De voorzitter stelt vast dat de oproeping voor de zitting van heden op de juiste wijze is uitgereikt.
Het gerechtshof verleent verstek tegen de niet-verschenen verdachte.
(...)
Na sluiting van het onderzoek door de voorzitter doet het gerechtshof terstond uitspraak.”
2.3
Als de verdachte als ingezetene is ingeschreven in de BRP en bij de aanbieding van de oproeping aan het BRP-adres van de verdachte geen uitreiking heeft kunnen geschieden, wordt de oproeping uitgereikt aan de autoriteit van welke zij is uitgegaan. De oproeping is dan op grond van artikel 36e lid 2, aanhef en onder b, Sv rechtsgeldig betekend op voorwaarde dat bij adresverificatie blijkt dat de verdachte op de dag waarop de oproeping aan het BRP-adres is aangeboden en in elk geval vijf dagen nadien op dat adres was ingeschreven. De autoriteit van welke zij is uitgegaan zendt vervolgens onmiddellijk een afschrift van de oproeping aan het BRP-adres. (Vgl. HR 12 maart 2002, ECLI:NL:HR:2002:AD5163, rechtsoverwegingen 3.11-3.16.)
****
§ **Oefeningsdoel**: Schrijf uit het fragment het stuk van "Het gerechtshof verleent" tot en met "ECLI:NL:HR:2002:AD5163, rechtsoverwegingen 3.11-3.16.)" woordelijk over. De regels die hierna komen, spelen hierbij geen rol.

§ **Verzamelde gegevens**:
****
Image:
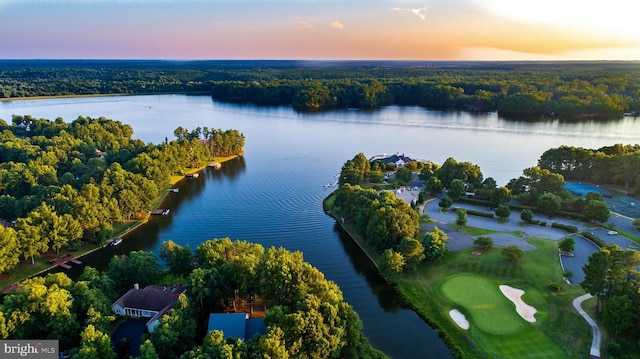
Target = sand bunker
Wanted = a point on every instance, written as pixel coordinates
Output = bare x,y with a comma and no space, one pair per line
459,318
515,295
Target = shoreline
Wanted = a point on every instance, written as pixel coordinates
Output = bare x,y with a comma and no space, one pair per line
346,229
198,93
4,285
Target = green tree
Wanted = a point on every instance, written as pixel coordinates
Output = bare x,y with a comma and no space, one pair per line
445,203
94,344
9,249
272,344
595,275
461,217
618,315
391,264
567,244
139,267
403,175
175,332
526,215
595,210
500,195
176,257
147,351
412,251
457,189
503,211
434,186
549,203
29,238
483,242
513,253
435,244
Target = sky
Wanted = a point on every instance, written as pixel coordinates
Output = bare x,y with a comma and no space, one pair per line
321,29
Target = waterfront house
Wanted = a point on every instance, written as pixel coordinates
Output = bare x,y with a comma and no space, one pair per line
150,302
399,160
236,325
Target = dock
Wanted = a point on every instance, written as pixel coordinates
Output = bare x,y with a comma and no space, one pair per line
62,261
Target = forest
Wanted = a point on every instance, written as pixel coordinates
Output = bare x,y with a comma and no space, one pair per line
564,90
306,316
365,202
390,226
66,183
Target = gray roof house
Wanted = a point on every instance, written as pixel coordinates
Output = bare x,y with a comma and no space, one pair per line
399,160
150,302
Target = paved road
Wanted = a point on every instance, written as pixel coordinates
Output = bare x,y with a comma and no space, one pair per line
597,334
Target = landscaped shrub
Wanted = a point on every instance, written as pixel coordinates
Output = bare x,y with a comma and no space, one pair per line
478,202
479,213
599,242
564,227
539,223
555,287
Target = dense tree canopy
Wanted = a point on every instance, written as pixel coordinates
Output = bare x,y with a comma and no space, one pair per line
564,90
617,165
63,183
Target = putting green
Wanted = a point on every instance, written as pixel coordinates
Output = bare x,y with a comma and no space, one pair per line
483,303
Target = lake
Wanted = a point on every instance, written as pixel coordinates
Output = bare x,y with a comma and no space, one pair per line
273,195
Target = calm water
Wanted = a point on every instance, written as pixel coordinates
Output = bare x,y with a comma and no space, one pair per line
273,196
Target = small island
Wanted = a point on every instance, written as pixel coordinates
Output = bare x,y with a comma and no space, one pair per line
493,281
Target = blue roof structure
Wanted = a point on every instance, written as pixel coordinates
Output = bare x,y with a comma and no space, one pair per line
236,325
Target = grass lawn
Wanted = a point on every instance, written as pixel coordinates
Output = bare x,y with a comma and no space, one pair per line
559,331
483,303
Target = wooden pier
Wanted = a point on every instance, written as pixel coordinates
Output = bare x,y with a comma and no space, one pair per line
62,261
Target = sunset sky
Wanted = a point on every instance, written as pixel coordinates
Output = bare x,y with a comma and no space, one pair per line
321,29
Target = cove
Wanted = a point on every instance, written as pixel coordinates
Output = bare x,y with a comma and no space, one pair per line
273,195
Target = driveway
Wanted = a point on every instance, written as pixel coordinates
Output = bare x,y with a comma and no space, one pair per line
131,329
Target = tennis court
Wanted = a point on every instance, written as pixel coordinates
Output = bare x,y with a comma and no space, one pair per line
624,205
581,189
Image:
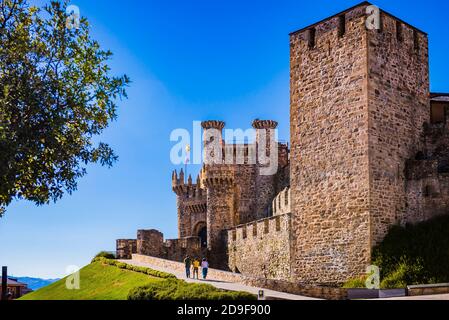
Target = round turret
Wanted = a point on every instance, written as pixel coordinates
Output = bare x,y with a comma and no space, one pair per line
265,124
213,124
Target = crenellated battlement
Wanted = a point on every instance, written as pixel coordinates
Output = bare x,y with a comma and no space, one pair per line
213,124
217,175
282,203
265,124
261,249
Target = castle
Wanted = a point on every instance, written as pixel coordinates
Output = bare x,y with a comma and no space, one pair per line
368,151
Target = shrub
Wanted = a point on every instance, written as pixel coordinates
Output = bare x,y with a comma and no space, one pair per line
357,283
180,290
104,254
122,265
415,254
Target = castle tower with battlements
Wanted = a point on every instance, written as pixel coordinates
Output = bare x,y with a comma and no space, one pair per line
359,102
368,151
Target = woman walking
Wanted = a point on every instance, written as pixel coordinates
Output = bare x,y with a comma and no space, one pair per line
205,267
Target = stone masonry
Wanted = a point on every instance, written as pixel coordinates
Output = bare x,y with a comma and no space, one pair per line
368,151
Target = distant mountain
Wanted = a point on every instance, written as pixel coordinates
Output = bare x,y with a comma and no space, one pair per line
35,283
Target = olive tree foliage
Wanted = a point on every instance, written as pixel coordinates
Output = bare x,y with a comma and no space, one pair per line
56,95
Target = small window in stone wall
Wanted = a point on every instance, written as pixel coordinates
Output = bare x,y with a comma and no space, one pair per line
311,38
341,25
416,40
267,226
427,191
399,35
437,113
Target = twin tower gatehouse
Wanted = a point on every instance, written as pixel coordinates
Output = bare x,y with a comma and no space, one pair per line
368,151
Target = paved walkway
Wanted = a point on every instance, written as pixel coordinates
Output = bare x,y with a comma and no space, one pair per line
224,285
419,298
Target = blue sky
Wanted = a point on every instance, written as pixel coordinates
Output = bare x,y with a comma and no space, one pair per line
188,60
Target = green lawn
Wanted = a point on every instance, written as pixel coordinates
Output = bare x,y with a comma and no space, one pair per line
98,282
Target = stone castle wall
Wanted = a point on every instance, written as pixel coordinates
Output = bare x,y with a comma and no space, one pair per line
126,248
428,174
398,93
329,145
261,249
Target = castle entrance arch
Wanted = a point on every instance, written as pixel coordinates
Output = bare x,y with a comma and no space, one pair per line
200,231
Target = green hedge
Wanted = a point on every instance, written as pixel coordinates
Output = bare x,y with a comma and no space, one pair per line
148,271
181,290
415,254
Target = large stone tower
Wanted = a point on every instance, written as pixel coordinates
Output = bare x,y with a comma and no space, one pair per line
359,101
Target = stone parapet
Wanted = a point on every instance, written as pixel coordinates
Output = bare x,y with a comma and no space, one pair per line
126,248
262,248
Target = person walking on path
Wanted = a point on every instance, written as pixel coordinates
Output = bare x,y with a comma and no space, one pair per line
188,264
196,267
205,268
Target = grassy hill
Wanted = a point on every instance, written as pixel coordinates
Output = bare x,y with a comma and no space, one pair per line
412,255
99,281
108,279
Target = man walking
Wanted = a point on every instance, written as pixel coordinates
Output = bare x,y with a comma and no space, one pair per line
196,267
188,264
205,267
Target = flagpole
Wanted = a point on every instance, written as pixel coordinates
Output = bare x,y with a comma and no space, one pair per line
187,160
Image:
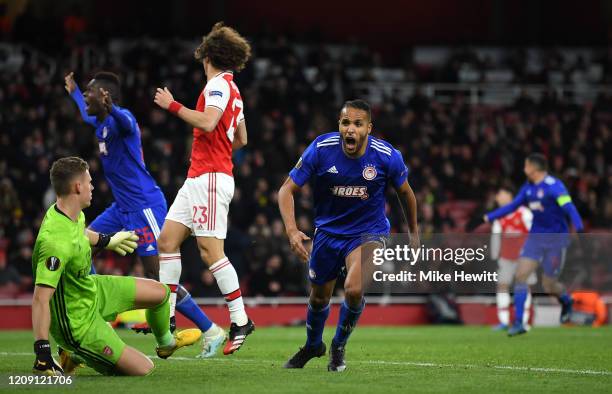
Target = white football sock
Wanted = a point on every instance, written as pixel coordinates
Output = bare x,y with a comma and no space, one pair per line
503,308
527,312
227,280
170,274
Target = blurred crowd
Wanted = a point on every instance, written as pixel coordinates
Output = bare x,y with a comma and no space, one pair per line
457,152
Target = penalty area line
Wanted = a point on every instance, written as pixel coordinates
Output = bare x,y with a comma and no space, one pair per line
588,372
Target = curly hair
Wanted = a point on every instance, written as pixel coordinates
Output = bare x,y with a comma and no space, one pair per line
225,48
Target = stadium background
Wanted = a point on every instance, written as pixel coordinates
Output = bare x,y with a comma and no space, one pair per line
464,95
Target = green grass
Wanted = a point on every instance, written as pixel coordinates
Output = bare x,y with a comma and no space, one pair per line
407,359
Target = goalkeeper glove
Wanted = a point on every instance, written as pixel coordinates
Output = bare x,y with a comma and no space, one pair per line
122,242
44,363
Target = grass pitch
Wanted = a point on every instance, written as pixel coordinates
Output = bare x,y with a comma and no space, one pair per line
379,359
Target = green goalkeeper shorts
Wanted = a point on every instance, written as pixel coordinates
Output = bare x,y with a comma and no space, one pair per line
101,347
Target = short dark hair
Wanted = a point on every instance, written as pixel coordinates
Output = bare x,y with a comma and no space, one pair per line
225,48
109,81
507,186
539,160
359,104
64,170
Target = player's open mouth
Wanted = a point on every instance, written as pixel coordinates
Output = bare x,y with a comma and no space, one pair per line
350,143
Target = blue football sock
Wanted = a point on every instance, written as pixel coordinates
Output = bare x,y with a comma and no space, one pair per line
347,322
315,323
565,298
192,311
521,290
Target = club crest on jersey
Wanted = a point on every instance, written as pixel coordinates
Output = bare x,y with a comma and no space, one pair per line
369,173
52,263
351,191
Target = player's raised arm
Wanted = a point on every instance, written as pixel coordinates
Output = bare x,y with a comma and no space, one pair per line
73,89
206,120
126,122
565,202
286,205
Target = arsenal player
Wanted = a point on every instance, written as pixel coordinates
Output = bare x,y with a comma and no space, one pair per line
201,205
507,239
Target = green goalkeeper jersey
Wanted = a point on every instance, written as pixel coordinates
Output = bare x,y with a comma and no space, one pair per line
62,259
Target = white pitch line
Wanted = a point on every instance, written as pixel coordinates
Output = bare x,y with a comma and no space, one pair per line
589,372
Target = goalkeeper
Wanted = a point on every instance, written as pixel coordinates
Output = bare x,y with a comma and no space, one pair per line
75,306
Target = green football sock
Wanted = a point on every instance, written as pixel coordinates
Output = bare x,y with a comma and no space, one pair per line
158,318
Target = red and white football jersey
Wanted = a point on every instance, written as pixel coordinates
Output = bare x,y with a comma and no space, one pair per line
509,234
212,151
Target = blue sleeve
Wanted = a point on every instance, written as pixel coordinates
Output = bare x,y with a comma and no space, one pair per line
506,209
398,172
572,212
77,96
125,120
564,200
306,166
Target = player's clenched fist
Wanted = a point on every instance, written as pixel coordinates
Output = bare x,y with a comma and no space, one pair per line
70,84
44,363
163,98
296,240
123,242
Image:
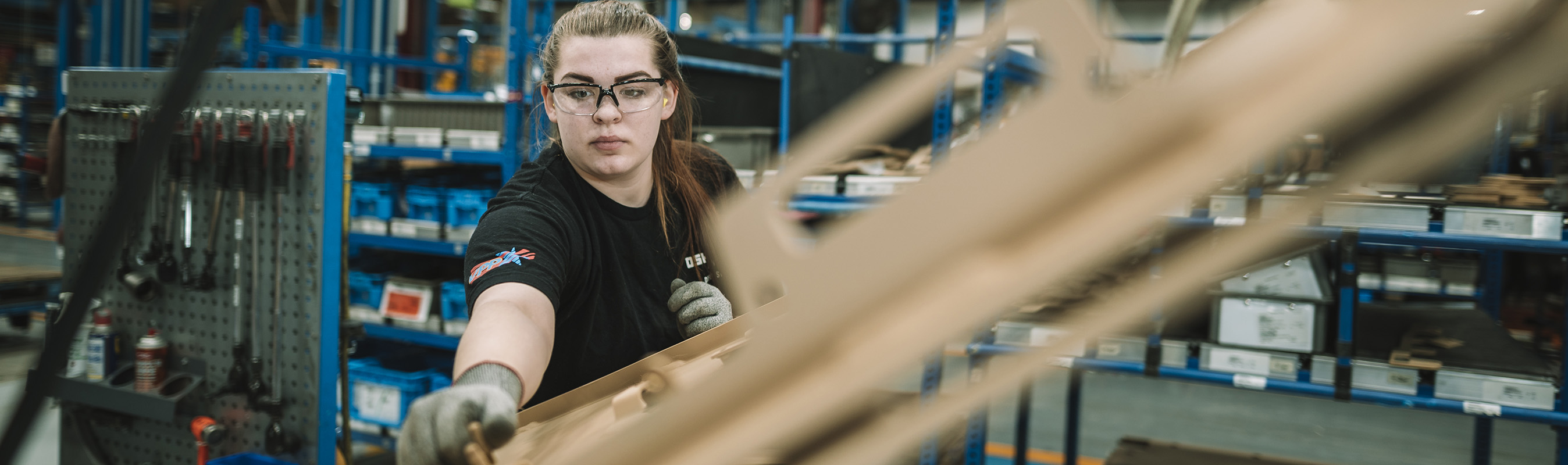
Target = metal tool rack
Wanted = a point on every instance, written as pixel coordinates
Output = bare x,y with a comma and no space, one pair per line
198,323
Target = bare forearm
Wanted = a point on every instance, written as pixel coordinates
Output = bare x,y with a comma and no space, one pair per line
513,326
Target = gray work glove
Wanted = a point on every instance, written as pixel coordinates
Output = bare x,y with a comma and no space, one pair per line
699,306
436,428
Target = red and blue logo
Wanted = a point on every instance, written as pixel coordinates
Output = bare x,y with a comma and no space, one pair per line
501,259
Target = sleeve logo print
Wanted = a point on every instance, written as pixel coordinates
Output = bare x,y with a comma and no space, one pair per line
501,259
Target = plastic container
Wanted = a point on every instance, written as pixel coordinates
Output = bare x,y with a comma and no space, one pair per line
416,137
247,459
364,288
370,199
425,202
372,135
477,140
382,395
454,301
465,207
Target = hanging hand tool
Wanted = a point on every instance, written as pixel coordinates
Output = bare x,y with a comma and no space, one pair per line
258,185
281,163
251,134
208,432
140,285
179,149
224,137
154,251
187,184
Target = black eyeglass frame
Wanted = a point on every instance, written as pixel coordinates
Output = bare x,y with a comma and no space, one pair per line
607,91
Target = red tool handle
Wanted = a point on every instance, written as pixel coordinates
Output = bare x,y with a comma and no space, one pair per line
291,146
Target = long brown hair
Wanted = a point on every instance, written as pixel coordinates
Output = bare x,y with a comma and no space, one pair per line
676,190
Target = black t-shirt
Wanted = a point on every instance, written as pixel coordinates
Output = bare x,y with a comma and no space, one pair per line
606,267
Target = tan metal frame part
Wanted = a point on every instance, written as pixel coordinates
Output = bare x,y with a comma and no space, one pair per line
1057,190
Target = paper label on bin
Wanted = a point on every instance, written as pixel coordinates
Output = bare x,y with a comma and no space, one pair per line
1225,221
1048,335
1239,362
379,403
1249,381
408,303
1483,409
1517,394
405,229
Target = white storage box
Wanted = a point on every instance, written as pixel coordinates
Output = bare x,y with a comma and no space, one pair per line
749,177
1267,324
419,229
476,140
1236,206
372,135
1492,387
416,137
1504,223
1274,365
1297,278
1398,217
817,185
1131,350
877,185
1366,375
369,226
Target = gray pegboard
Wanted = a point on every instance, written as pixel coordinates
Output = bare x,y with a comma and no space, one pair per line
199,323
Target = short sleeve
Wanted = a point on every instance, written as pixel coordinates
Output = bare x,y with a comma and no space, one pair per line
518,243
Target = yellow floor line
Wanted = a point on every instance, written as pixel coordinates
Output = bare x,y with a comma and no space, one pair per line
1037,456
30,234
****
§ **Volledig antwoord**:
Het gerechtshof verleent verstek tegen de niet-verschenen verdachte.
(...)
Na sluiting van het onderzoek door de voorzitter doet het gerechtshof terstond uitspraak.”
2.3
Als de verdachte als ingezetene is ingeschreven in de BRP en bij de aanbieding van de oproeping aan het BRP-adres van de verdachte geen uitreiking heeft kunnen geschieden, wordt de oproeping uitgereikt aan de autoriteit van welke zij is uitgegaan. De oproeping is dan op grond van artikel 36e lid 2, aanhef en onder b, Sv rechtsgeldig betekend op voorwaarde dat bij adresverificatie blijkt dat de verdachte op de dag waarop de oproeping aan het BRP-adres is aangeboden en in elk geval vijf dagen nadien op dat adres was ingeschreven. De autoriteit van welke zij is uitgegaan zendt vervolgens onmiddellijk een afschrift van de oproeping aan het BRP-adres. (Vgl. HR 12 maart 2002, ECLI:NL:HR:2002:AD5163, rechtsoverwegingen 3.11-3.16.)